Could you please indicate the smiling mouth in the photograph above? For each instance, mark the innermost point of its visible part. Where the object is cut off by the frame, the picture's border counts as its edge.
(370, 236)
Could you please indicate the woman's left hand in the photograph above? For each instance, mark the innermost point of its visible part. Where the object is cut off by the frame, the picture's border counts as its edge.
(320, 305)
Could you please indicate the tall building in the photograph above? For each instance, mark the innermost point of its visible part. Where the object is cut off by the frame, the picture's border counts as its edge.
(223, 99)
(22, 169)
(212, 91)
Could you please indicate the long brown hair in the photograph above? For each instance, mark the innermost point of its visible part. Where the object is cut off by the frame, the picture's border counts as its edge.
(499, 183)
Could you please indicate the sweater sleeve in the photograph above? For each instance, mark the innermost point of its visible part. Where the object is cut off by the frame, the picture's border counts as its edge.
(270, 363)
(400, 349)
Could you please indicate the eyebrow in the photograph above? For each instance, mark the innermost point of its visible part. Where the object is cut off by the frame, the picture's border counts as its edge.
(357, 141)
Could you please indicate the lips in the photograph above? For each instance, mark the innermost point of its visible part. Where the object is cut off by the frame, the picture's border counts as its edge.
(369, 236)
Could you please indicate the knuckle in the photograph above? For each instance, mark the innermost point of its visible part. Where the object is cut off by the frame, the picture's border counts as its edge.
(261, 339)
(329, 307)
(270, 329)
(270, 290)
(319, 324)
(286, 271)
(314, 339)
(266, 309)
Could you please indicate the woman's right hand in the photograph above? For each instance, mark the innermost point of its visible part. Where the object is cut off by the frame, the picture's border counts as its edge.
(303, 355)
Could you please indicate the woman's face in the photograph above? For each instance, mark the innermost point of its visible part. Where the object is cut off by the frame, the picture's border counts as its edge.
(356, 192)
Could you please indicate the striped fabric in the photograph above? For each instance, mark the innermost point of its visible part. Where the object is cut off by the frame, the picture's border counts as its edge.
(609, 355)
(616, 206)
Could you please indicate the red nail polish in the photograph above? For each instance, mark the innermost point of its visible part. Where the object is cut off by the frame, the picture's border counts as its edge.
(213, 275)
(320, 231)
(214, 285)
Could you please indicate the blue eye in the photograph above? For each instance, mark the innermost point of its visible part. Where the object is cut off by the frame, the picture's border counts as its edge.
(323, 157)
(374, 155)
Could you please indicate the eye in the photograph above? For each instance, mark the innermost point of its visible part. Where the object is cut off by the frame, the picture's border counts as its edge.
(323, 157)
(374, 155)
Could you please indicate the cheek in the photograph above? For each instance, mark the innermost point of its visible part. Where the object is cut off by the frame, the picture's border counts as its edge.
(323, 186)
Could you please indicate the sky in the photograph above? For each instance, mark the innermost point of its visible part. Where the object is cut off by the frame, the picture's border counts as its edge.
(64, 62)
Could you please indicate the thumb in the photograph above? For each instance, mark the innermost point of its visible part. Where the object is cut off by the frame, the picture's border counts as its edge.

● THE EXERCISE
Write out every entry word for word.

● CORRECT RESULT
Could you please indicate the smiling mouth in the photograph above? For each instance, mark the innermost point of its visible part. Where the object is cut off by the frame, the picture's border counts as its edge.
(370, 236)
Could you please indicate the woman's left hand in the photograph above? For each instance, mark the innermost point of its visible part. Where the object is cut off by the frame, the picture's border counts as its edge.
(320, 305)
Could you please indicate the tall building in the photograph above? For each instance, mark the innermost point of its visible part. Where the object is cut off by the frame, the picture's border counts as its edge.
(223, 99)
(22, 169)
(212, 91)
Could you please indicate the long brown hair in the photograph above? For each instance, mark the innermost point of its visible part. Where the object is cut off by the frame, the picture's border counts as its edge.
(499, 183)
Could you please indicate the sweater sleeve in the photograph above? For each instance, mark the innermost point of its visible part. Where the object is cut off by the frame, the picture's border counts as its edge.
(270, 363)
(400, 349)
Could you please indicate the eyebrow in the photograph above? For each instance, mark the innermost point of its visible part. Where the object is cut off by the frame, the picture's border counts as its edge.
(357, 141)
Could you please indicate the lips in the photograph above? For each instance, mark the innermost point of its visible part. Where the object is cut off by the frame, the picture's border counts as its edge.
(369, 236)
Could you please indicate the knuckle in the photograph above? For each instance, mark the innermost point of its visible part. Where the object is cut off by the frame, the picture's border counts as its edge.
(261, 339)
(329, 307)
(270, 329)
(270, 290)
(319, 324)
(286, 271)
(314, 339)
(266, 309)
Could you please indicate the woman's right hand in the photograph above? For each instance, mark the innermost point of its visible part. Where the object is cut off by the frame, the picture's border counts as its edge.
(303, 355)
Could you please indicate the woman's face in the photograph above? For each instance, mark the innermost point of its visible part. Where the object is cut off by the frame, the picture's border counts as its edge.
(356, 192)
Could you please indicate the striped fabric in the photograph above? For each instance, mark the innermost point of its visible part. Where the object is cut off by the frame, the picture's border counts as its edge.
(609, 355)
(616, 206)
Could you please indicate the red nail polish in the photograph above? For each instance, mark the innermost point of its visible part. Where the object is cut off by the frame, the picture's border counts as its edge.
(213, 275)
(320, 231)
(214, 285)
Could you please indicate the blue eye in the photograph above? For each instance, mark the innermost point of its visible part. Where the object is cut off by the frame, the picture's border counts as its edge.
(323, 157)
(374, 155)
Could you please indicate the eye in the photograph above? For each instance, mark the innermost point of its visible part. Where the object is cut off by the frame, the picture's border counts as its edge.
(323, 157)
(374, 155)
Could you please indicate the cheek in the photograph above? For each instance, mark the innermost point of its visible part. Where the object is cut off by the frame, the picture's border counts as its edge.
(323, 186)
Could you please indicate the sky in the photograph above? For each instance, mark the innermost point of its visible part. Where the object is cut off by the frame, the picture's border counts as its edge.
(64, 62)
Could you please indicate the thumb in the photograph above? For each instance, mark the innermost point of its visible part. Where the object is cut off by the frame, the picture's border counts as its edge.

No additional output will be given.